┌────────

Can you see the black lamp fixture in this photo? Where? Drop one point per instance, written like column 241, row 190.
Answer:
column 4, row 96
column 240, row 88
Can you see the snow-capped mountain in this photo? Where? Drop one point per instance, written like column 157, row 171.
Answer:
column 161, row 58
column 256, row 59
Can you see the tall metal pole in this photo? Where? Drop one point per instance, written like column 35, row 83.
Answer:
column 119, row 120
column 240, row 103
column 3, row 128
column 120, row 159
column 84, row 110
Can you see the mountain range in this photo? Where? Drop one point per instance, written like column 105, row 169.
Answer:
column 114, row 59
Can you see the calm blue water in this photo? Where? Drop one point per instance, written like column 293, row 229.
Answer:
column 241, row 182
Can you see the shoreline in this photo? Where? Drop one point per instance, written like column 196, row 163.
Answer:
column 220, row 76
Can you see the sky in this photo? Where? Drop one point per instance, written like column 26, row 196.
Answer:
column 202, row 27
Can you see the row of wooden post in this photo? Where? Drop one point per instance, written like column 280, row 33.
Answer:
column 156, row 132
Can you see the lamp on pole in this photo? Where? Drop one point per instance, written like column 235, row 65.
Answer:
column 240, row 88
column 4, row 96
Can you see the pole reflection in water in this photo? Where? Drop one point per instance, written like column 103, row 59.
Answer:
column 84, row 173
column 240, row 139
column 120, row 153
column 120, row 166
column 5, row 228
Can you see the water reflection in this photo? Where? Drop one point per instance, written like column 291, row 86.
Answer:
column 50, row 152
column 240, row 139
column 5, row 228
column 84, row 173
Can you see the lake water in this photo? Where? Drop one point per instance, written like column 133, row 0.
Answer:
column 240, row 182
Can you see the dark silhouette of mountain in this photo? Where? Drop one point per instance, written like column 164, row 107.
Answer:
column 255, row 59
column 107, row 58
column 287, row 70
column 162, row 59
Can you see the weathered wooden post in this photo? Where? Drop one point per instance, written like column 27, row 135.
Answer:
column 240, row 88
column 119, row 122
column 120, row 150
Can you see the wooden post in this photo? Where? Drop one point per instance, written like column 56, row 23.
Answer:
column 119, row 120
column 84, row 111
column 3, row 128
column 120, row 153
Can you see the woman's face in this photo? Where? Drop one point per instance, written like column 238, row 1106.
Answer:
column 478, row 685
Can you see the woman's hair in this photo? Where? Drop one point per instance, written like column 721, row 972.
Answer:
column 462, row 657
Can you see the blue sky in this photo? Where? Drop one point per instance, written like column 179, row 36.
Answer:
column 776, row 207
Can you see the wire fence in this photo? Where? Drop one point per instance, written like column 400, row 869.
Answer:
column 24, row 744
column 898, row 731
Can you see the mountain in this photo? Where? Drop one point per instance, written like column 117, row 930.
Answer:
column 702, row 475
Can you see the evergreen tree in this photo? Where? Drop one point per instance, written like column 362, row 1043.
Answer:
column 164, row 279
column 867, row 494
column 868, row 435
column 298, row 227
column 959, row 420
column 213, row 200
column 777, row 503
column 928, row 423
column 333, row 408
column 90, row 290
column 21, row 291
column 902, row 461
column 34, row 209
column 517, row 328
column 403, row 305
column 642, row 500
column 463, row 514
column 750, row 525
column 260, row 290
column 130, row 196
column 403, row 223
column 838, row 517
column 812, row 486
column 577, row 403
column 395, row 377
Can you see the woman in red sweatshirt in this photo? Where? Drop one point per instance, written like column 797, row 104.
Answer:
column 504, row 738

└────────

**REQUIRED WORK**: Reproduce every one of the lines above word for word, leaving nothing out and changing nothing.

**RESULT OF THE TASK**:
Can you see the black lamp fixture in this photo? Where? Drop one point per instance, written like column 241, row 190.
Answer:
column 4, row 96
column 240, row 88
Can you see the snow-capped mountain in this photo? Where? Drop one point per instance, written like column 157, row 171.
Answer:
column 161, row 58
column 256, row 59
Can you see the tall metal pole in this photo? Where? Drop one point per instance, written like column 35, row 83.
Answer:
column 119, row 120
column 240, row 103
column 3, row 128
column 120, row 159
column 84, row 110
Can you see the mountain range in this photo? Where? Drop one point per instance, written like column 105, row 169.
Answer:
column 114, row 59
Can you see the calm blue water in this photo? Where? Drop one point per instance, written like column 293, row 229.
Answer:
column 241, row 182
Can you see the shoreline in this photo? Where? Drop one point per instance, written like column 196, row 163.
Answer:
column 220, row 76
Can you see the sky in this photo? Where? Drop one point per instance, written like column 26, row 196.
Answer:
column 202, row 27
Can you see the row of wooden post in this photo? Where? Drop one point per instance, written like column 280, row 33.
Answer:
column 156, row 132
Can you see the lamp on pole in this photo? Where? Drop one point per instance, written like column 235, row 65.
Answer:
column 240, row 88
column 4, row 96
Can you see the pole reflection in water in this photo? Where? Drop one point per instance, written like column 103, row 59.
Answer:
column 84, row 173
column 240, row 139
column 120, row 153
column 120, row 166
column 5, row 228
Can you see the water reflection in this photo? Where? Drop one point per instance, written like column 291, row 86.
Answer:
column 50, row 152
column 240, row 139
column 5, row 228
column 84, row 173
Can you see the lake water in this photo? Where? Drop one point per instance, written like column 133, row 0.
Answer:
column 240, row 182
Can you see the dark silhouette of mountain in this photo? Where? Drop one point per instance, written like column 164, row 107.
Answer:
column 255, row 59
column 107, row 58
column 287, row 70
column 162, row 59
Can you see the weathered wooden post in this photo? Where? Drop one point per instance, written like column 27, row 135.
Answer:
column 240, row 88
column 119, row 122
column 120, row 150
Can you see the wooden post in this photo? Where? Drop one point per instance, written like column 56, row 23.
Answer:
column 119, row 120
column 84, row 111
column 3, row 128
column 120, row 153
Can you see the woman's face in this photo? Where? Drop one point per instance, written like column 238, row 1106.
Answer:
column 478, row 685
Can you see the woman's hair in this photo? Where? Drop one point per instance, written like column 721, row 972.
Answer:
column 462, row 657
Can you see the blue sky in this photo? Where? Drop one point per instance, written like column 179, row 36.
Answer:
column 776, row 207
Can you see the wire fence in this photo? Where? Drop one point per instance, written like column 400, row 869.
Answer:
column 24, row 744
column 898, row 731
Can you see the mountain in this photo? Where? Drop one point per instance, written like column 117, row 930.
Answer:
column 702, row 475
Can you see the evergreen tree in this photo? Where? Drop one point per instance, written like column 362, row 1043.
Answer:
column 164, row 279
column 867, row 494
column 868, row 435
column 298, row 227
column 959, row 420
column 213, row 200
column 777, row 503
column 928, row 423
column 333, row 408
column 90, row 290
column 21, row 291
column 902, row 461
column 34, row 209
column 517, row 328
column 403, row 305
column 642, row 500
column 463, row 514
column 750, row 525
column 260, row 290
column 130, row 196
column 403, row 223
column 838, row 517
column 812, row 486
column 577, row 403
column 395, row 377
Can you see the woman in red sweatshirt in this photo? Where? Drop one point per instance, written like column 797, row 104.
Answer:
column 504, row 738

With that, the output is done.